Texto fornecido:

------------------------------------

27/04/2018

Invasões levam risco a indígenas sem contato no Vale do Javari

Com recursos reduzidos em mais da metade, no ano passado, a Funai vai ficando mais debilitada diante dos inúmeros problemas que afetam as populações indígenas no Amazonas

Por Cimi Regional Norte I

Manaus (AM) – Com recursos reduzidos em mais da metade, no ano passado, a Fundação Nacional do Índio (Funai) vai ficando mais debilitada diante dos inúmeros problemas que afetam as populações indígenas no Amazonas. Na região do Vale do Javari, na fronteira com o Peru, indígenas denunciam aumento das invasões por pescadores, caçadores e madeireiros, fato confirmado por servidores da Funai e da Frente de Proteção Etnoambiental situada na confluência dos rios Ituí e Itacoaí – distante da sede municipal cerca de 400 quilômetros por via fluvial.

“Eles (os invasores) já passaram das áreas dos isolados e estão na boca do rio novo, próximo da aldeia dos Marubo, onde leva três dias para chegar de motor tipo rabeta”, denuncia o coordenador da União dos Povos Indígenas do Vale do Javari (Univaja), Paulo Dollis Barbosa da Silva, do povo Marubo. “Ninguém sabe se já houve conflito, se já houve matança de isolados. Essa é a nossa preocupação”, acrescenta Paulo Marubo.

Os servidores da Frente de Proteção Etnoambiental, responsável pela proteção aos povos sem contato, já fizeram levantamento dos locais de maior ocorrência de invasões. De acordo com Gustavo Pena de Souza, coordenador interino da Frente, cada região da terra indígena Vale do Javari tem um tipo de invasão. “Na fronteira com o Peru tem presença de madeireiros, caça, pesca do filhote de aruanã – que é peixe ornamental – e pode ter tráfico (de entorpecentes) também. Na região dos rios Ituí e Itacoaí, ao norte, é mais caça e pesca. Para o lado do rio Jandiatuba é garimpo e, na área sul, próximo a calha do rio Juruá, perto do município de Eirunepé, tem ocorrência de pasto”, explica Gustavo.

Ele diz não ter conhecimento de conflito, mas concorda que aumentou a ocorrência de invasões e os invasores estão chegando mais próximo das aldeias.

------------------------------------

Entradas fornecidas:
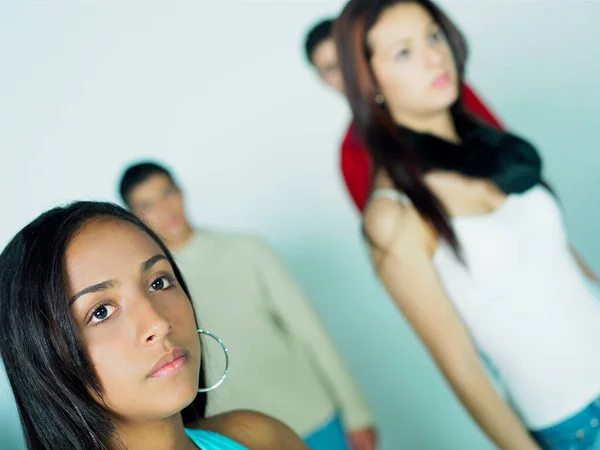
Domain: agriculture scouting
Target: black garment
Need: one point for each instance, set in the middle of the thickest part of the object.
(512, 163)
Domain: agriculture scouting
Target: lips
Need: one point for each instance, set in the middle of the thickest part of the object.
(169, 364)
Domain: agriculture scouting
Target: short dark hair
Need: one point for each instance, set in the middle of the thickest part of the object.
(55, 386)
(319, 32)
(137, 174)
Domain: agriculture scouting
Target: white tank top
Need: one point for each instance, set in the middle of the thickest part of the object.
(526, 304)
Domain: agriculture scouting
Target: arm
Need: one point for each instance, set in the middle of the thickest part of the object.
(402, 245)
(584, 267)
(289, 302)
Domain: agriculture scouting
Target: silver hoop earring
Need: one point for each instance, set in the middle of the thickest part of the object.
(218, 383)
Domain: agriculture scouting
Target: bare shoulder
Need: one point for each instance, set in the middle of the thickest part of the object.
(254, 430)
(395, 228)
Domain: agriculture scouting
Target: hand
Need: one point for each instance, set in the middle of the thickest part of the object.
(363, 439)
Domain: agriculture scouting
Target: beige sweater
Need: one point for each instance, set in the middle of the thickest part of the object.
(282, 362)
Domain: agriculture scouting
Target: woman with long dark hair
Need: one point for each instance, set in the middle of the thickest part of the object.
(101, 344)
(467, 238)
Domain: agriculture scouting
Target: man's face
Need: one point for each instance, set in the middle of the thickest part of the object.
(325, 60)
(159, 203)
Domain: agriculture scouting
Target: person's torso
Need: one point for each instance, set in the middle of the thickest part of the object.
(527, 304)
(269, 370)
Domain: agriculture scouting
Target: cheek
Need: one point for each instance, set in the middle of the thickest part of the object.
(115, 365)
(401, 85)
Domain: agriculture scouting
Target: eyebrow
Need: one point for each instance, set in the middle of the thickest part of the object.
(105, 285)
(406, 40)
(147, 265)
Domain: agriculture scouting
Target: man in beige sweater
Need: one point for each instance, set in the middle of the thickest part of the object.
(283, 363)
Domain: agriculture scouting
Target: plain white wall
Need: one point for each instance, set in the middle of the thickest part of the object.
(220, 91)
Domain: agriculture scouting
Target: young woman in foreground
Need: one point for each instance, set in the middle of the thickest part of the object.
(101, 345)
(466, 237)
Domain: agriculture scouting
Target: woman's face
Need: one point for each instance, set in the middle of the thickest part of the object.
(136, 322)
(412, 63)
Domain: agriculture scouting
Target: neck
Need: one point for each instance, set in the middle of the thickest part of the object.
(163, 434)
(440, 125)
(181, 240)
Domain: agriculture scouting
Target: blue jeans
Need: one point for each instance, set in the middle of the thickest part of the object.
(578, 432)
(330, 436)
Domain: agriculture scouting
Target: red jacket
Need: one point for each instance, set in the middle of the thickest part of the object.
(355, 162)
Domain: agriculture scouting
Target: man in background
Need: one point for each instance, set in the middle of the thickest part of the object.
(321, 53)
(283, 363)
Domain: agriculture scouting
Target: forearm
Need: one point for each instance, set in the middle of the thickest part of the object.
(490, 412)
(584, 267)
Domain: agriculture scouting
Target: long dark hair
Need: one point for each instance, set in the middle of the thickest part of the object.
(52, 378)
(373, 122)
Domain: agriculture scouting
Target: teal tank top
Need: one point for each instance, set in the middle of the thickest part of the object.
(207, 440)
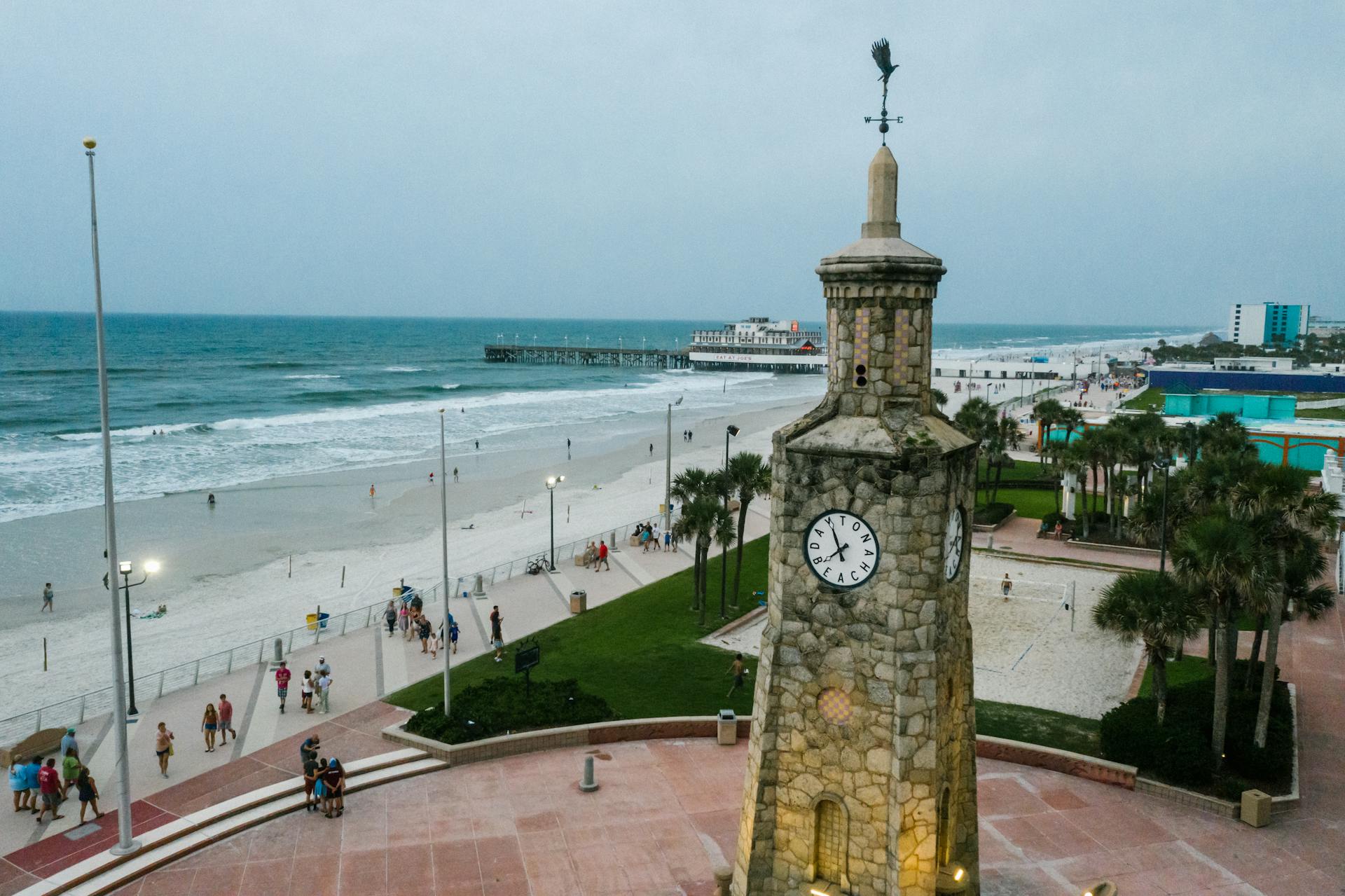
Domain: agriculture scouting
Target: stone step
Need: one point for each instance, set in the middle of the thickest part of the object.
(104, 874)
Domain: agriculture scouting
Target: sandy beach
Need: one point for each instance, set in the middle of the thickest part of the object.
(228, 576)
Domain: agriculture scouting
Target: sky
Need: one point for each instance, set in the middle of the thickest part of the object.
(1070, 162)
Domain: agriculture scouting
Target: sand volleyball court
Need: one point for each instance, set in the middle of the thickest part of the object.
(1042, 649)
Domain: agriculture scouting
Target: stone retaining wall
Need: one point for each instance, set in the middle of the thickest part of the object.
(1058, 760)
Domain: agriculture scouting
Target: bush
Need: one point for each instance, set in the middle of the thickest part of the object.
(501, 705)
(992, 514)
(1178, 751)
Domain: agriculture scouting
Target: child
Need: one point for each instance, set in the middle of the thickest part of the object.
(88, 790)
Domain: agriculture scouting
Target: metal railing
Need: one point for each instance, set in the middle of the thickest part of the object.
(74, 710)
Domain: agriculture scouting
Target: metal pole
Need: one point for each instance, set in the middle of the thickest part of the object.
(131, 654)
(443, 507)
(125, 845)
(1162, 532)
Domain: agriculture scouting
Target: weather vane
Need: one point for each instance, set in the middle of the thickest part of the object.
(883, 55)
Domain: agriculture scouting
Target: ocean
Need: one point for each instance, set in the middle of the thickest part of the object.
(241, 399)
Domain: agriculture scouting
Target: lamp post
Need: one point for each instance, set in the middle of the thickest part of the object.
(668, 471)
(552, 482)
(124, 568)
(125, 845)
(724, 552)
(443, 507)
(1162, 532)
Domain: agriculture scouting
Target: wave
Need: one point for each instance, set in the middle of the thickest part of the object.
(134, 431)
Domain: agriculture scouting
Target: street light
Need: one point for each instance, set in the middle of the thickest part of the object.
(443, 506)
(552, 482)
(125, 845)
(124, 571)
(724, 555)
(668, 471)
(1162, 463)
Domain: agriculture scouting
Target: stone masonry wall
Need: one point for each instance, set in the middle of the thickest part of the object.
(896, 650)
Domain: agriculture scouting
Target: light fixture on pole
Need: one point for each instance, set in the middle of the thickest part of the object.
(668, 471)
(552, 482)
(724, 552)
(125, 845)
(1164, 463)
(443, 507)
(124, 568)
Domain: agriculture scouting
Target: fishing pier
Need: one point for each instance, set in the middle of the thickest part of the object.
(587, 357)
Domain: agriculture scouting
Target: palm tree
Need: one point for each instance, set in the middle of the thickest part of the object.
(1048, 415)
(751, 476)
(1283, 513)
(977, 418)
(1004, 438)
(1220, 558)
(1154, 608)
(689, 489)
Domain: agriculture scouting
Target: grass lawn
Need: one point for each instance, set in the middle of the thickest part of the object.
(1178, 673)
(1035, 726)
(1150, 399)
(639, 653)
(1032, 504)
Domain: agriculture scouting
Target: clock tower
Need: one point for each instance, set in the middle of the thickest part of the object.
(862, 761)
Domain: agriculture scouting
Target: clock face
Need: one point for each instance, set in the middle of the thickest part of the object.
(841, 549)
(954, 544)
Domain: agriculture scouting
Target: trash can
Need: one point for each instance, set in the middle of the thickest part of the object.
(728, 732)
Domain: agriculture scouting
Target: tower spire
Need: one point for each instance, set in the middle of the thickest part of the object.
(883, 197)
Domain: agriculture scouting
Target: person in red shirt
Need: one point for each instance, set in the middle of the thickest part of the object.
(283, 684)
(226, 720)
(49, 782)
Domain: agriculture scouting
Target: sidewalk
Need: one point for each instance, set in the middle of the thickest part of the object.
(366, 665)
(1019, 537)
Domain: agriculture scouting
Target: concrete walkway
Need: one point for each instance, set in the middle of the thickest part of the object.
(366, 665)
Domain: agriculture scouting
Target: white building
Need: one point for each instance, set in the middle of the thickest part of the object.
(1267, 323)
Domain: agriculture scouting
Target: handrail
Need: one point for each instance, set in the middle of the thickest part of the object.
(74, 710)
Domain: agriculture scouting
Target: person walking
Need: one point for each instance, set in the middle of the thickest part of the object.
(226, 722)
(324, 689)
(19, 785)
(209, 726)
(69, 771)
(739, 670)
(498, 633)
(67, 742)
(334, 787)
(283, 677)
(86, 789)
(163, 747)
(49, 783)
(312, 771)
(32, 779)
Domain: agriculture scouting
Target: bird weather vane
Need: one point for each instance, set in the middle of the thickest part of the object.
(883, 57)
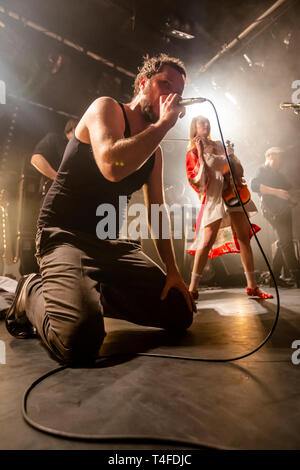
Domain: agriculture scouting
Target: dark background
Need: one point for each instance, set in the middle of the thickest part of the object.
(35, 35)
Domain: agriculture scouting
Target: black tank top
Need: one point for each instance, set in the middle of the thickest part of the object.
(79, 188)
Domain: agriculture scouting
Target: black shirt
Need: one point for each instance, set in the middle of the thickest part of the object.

------------------------------------

Enunciado 1:
Responda com base no texto sobre as invasões no Vale do Javari:
(a) Com qual país a região do Vale do Javari faz fronteira?
(b) Quantos dias leva para chegar à aldeia dos Marubo de motor tipo rabeta?
(c) Segundo Gustavo Pena de Souza, que tipo de invasão ocorre para o lado do rio Jandiatuba?
Enunciado 2: Escreva a continuação do texto sobre as invasões no Vale do Javari, começando logo após a última frase apresentada.
As linhas constituem um material separado do texto.

Resposta 1:
(a) Com o Peru.
(b) Três dias.
(c) Garimpo.

Resposta 2:
Paulo Marubo destaca que  “a base (Frente de Proteção) não está fazendo seu papel de fiscalizador e não está dando conta de impedir as invasões”. Ele denuncia que alguns indígenas e funcionários da Secretaria Especial de Saúde Indígena (Sesai) estão facilitando a entrada dos invasores.

“Os pescadores já chegaram com até mil quelônios, 900 kg de pirarucu e mataram 15 antas. Eles mesmos nos disseram que a entrada deles é facilitada por colabores indígenas da Frente de Proteção e servidores da Sesai”, disse o dirigente da Univaja.

O coordenador interino da Frente de Proteção afirma que não tem denúncia oficial envolvendo servidores da Sesai. Diz, porém, que muitos são da própria cidade de Atalaia do Norte e têm familiares que já moraram no interior da terra indígena antes da homologação, ocorrida em maio de 2001.

Da mesma forma pensa o Gilmar Jóia de Figueiredo Costa, coordenador da Funai em Atalaia do Norte. “Os invasores são pessoas que já moraram lá. Eles conhecem todos os canais. Eles conhecem os caminhos dos rios”, diz Gilmar.

Extinção da Coordenação Regional

O coordenador da Univaja, Paulo Marubo, que está em Brasília participando do Acampamento Terra Livre (ATL) 2018 – evento que se encerra nesta sexta, 27 -, juntamente com outras lideranças da região, levará as denúncias à Funai e ao Ministério Público Federal (MPF). Na oportunidade, ele irá reiterar ao órgão indigenista solicitação para não transferir as atribuições da Coordenação Regional (CR) do órgão de Atalaia do Norte para Tabatinga, município que fica a pouco mais de 32 quilômetros em linha reta.

Essa possibilidade foi levantada pelo ex-presidente da Funai, Franklimberg Ribeiro de Freitas, com quem Paulo Marubo esteve reunido no dia 17 de abril, dois dias antes de Franklimberg pedir exoneração do cargo.

Na conversa, ele teria dito que tem ocorrido pressões de políticos para transferir a CR de Vale do Javari para Tabatinga.

O coordenador da CR de Atalaia do Norte diz que essa possibilidade “não decola”. Segundo Gilmar Joia, que já trabalhou em Tabatinga, na região do Alto Solimões – formada por nove municípios e com uma extensão de 213.275 quilômetros quadrados – tem 75 mil indígenas para atender. “Se não tem condições de atender nem a esses, imagine numa área demarcada de oito milhões de hectares. Como é que vai transferir toda essa responsabilidade para Tabatinga?”, questiona.